## SHORT TASK A
Please extract every line of the records that contains the string "strip", matching case exactly.

## EXTRACT PROVIDED
—————

Monday, March 10, 2008

Making sense of income tax

With February out of the way, and the associated deluge of RRSP advertising put to rest for another year, it's time for the push to get your tax return filed. Canadians have until April 30 to file their tax return, and this is the time of year when we traditionally shove a pile of paperwork at our accountant, and hope for the best.

Although there can be a lot of number crunching involved, preparing a personal tax return can actually be pretty straightforward. I thought I'd post a general summary of the calculation of Canadian income tax.

The Basics - Marginal vs. Average Tax Rate

At its most basic, income tax represents a percentage of the income that you make in a year. If you divide your total income tax for the year by your total income for the year, you get your average tax rate. You will rarely see two people with the same average tax rate, unless they have exactly the same income. This is because income tax is actually calculated as a percentage of marginal income earned within tax brackets. For 2007, the federal tax brackets and marginal tax rates were as follows:
  • $0.01 - $37,178.00 - 15% tax

  • $37,178.01 - $74,357.00 - 22% tax

  • $74,357.01 - $120,887.00 - 26% tax

  • $120,887.01 and above - 29% tax
Therefore, if you had income of $40,000, you would pay 15% on the first $37,178 ($5,576.70), and 22% on the next $2,822 ($620.84), for a total of $6,197.54 in federal tax, giving an average federal tax rate of 15.5%.

Each province has its own marginal tax rates, which are calculated on top of federal taxes. In Ontario, for example, the 2007 provincial brackets were as follows:
  • $0.01 - $35,488 - 6.05% tax

  • $35,488.01 - $70,976.00 - 9.15% tax

  • $70,976.01 and above - 11.16% tax
Therefore, if you had income of $40,000, you would pay 6.05% on the first $35,488 ($2,147.02), and 9.15% on the next $4,512 ($412.85), for a total of $2,559.87 in provincial tax, giving an average provincial tax rate of 6.4%.

That's the basic method of calculating income tax. Here is the CRA's list of 2007 tax rates.

Now we can get into some of the other factors that affect your income tax.

—————

## INPUT MATERIAL
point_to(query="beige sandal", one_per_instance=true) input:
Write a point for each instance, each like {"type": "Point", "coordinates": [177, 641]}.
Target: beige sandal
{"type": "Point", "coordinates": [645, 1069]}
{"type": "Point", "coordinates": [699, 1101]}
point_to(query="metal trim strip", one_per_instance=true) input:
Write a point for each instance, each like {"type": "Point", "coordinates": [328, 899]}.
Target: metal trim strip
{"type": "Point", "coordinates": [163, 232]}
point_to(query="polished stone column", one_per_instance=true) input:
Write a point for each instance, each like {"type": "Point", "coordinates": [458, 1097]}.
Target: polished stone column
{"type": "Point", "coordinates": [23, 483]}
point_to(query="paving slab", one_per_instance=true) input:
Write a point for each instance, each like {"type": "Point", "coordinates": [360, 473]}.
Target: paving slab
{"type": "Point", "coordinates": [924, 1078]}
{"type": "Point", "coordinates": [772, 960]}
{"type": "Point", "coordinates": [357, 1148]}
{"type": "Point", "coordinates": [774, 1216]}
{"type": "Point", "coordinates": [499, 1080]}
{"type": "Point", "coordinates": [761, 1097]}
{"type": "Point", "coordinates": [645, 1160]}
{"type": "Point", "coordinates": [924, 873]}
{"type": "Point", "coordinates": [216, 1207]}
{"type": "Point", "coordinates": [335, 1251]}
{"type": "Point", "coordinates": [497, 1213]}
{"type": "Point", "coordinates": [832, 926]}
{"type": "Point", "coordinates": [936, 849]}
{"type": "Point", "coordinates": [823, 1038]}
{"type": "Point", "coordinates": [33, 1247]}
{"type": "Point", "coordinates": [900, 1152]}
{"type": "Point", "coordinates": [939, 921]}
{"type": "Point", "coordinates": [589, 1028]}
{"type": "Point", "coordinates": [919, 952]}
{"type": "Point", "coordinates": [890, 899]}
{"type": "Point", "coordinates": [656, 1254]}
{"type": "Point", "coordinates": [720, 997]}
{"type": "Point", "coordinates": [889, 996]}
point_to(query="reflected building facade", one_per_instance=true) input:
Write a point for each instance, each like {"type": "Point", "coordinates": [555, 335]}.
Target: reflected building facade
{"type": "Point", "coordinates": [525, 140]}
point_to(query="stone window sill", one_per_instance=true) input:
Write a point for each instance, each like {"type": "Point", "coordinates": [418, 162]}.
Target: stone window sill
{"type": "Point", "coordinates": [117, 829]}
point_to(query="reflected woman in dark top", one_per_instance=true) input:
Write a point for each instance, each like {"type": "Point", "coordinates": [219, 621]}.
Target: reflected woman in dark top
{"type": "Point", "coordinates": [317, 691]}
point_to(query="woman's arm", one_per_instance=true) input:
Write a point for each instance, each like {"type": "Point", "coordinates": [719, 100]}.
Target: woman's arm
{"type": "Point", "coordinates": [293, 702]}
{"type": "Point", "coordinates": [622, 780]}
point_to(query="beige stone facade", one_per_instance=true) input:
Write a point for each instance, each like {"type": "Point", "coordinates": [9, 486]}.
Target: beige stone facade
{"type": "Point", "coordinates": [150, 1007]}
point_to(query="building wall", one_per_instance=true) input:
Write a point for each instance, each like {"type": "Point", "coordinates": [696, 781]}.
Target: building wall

—————

## SHORT TASK B
Using the post on income tax above, decide whether each statement agrees with it, answering yes or no and quoting the deciding words: (i) Canadians have until April 30 to file their tax return. (ii) In 2007, the highest federal marginal tax rate was 26%. (iii) Provincial marginal tax rates are calculated on top of federal taxes.

## FINISHED ANSWER A
point_to(query="metal trim strip", one_per_instance=true) input:
Target: metal trim strip

## FINISHED ANSWER B
(i) Yes: "Canadians have until April 30 to file their tax return"
(ii) No: "$120,887.01 and above - 29% tax"
(iii) Yes: "Each province has its own marginal tax rates, which are calculated on top of federal taxes."